| Brief |
Can you return, word for word, everything in the Gauss's law examples text from "Required physics: electrostatics" down to "2.11 – 2.18."?

| Excerpted passage |
※
Gauss’s Law – Examples

Required math: vectors, calculus

Required physics: electrostatics

Reference: Griffiths, David J. (2007) Introduction to Electrodynamics, 3rd Edition; Prentice Hall – Problems 2.11 – 2.18.

Gauss’s law in electrostatics relates the integral over a closed surface of the electric field to the integral over the enclosed volume of the charge density. That is

\displaystyle \int\mathbf{E}\cdot d\mathbf{a}=\frac{1}{\epsilon_{0}}\int\rho(\mathbf{r})d^{3}\mathbf{r}
where it is important to note that the integral on the left is over the enclosing surface (often called the Gaussian surface), while that on the right is over the volume enclosed by that surface.

In certain rather specialized situations, Gauss’s law allows the electric field to be found quite simply, without having to do sometimes horrendous integrals. The situations rely on the geometry of the charge distribution having some kind of symmetry. Here we’ll give a few examples of how Gauss’s law can be used in this way.

Example 1. We have a spherical shell with radius {R} and constant surface charge density {\sigma}. By taking a spherical Gaussian surface inside the shell, we see that {E=0} inside the shell, since there is no enclosed charge here. Outside the shell, we can take a spherical Gaussian surface with a radius {r>R}. Outside the shell {\mathbf{E}} is radially symmetric. The magnitude can be found by integrating {\mathbf{E}\cdot d\mathbf{a}} over the Gaussian surface:

\displaystyle 4\pi r^{2}E \displaystyle = \displaystyle \frac{q}{\epsilon_{0}}
\displaystyle \displaystyle = \displaystyle \frac{4\pi R^{2}\sigma}{\epsilon_{0}}
\displaystyle E \displaystyle = \displaystyle \frac{R^{2}\sigma}{\epsilon_{0}r^{2}}

Thus outside the shell, the charge behaves as a point charge at the centre of the sphere.
※
| Given material |
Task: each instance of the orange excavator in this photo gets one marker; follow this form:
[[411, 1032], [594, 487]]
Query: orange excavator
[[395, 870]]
※
| Written solution |
Required physics: electrostatics

Reference: Griffiths, David J. (2007) Introduction to Electrodynamics, 3rd Edition; Prentice Hall – Problems 2.11 – 2.18.